SHORT PROBLEM
Copy the records from the very start through the line containing "26L276 259L421 344L515", swapping "wooden frame" for "metal frame" and leaving everything else unchanged.

DATASET CONTENT
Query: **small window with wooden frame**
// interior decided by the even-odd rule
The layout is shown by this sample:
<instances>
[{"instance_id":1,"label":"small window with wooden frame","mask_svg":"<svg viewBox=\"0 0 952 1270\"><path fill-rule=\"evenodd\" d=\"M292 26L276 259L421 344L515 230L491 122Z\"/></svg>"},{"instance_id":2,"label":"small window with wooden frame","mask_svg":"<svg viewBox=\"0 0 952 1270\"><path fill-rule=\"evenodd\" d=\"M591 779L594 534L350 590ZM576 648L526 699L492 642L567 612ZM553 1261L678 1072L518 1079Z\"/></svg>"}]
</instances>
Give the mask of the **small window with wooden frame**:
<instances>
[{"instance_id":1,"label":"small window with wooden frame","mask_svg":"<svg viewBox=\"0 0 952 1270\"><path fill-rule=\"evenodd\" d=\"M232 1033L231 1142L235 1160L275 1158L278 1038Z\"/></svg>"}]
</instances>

WORKED SOLUTION
Query: **small window with metal frame**
// interior decided by the even-odd rule
The layout is shown by this sample:
<instances>
[{"instance_id":1,"label":"small window with metal frame","mask_svg":"<svg viewBox=\"0 0 952 1270\"><path fill-rule=\"evenodd\" d=\"M292 26L276 259L421 344L515 230L491 122Z\"/></svg>"},{"instance_id":2,"label":"small window with metal frame","mask_svg":"<svg viewBox=\"0 0 952 1270\"><path fill-rule=\"evenodd\" d=\"M591 779L594 534L350 590ZM576 648L526 699L492 642L567 612ZM553 1261L678 1072L518 1079Z\"/></svg>"}]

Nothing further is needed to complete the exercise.